TASK BRIEF: Present every line of the rows below as a numbered list, skipping blank lines. Leave the pictures out of your answer.

Dataset excerpts on pointing at objects:
******************************
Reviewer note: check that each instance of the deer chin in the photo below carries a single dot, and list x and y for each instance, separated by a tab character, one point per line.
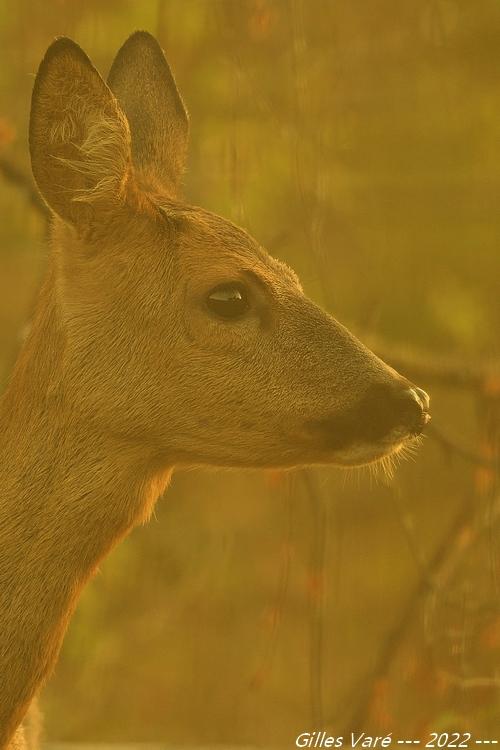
363	454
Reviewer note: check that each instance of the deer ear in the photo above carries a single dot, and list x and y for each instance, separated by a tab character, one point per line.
79	138
142	81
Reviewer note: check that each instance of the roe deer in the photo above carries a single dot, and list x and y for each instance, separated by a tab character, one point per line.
164	336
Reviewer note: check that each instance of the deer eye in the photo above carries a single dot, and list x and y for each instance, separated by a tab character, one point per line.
228	301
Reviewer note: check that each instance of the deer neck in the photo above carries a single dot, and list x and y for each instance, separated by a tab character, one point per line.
67	495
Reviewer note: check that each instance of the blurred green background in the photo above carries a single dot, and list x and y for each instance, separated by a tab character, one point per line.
360	142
******************************
TASK RESPONSE:
1. Reviewer note: check that each instance of the deer chin in the photo below carries a single dot, and list x and y for each instance, separated by a tab character, one point per line.
2. 363	454
3. Reviewer note: check that each instance of the deer ear in the photo above carries a single dot, and list x and y for each instance, separated by a tab character, one point per line.
4. 79	138
5. 142	81
6. Reviewer note: check that each instance of the roe deer in the photo above carries a single dot, and list x and y for each instance, separated by a tab character, one point per line.
7. 164	336
8. Reviewer note: check that each instance of the deer eye in the photo above carries a single dot, and list x and y for each instance, separated by a tab character, one point per line.
9. 228	301
10. Reviewer note: check that each instance of the deer neck in the photo above carries a single dot, and list x and y for each instance, separated by a tab character, one point per line.
11. 67	495
12. Reviewer note: check that each instance of the blurred green background in the photo above carries a single dot, and list x and y for each instance, separated by a tab character, one point per line.
13. 360	142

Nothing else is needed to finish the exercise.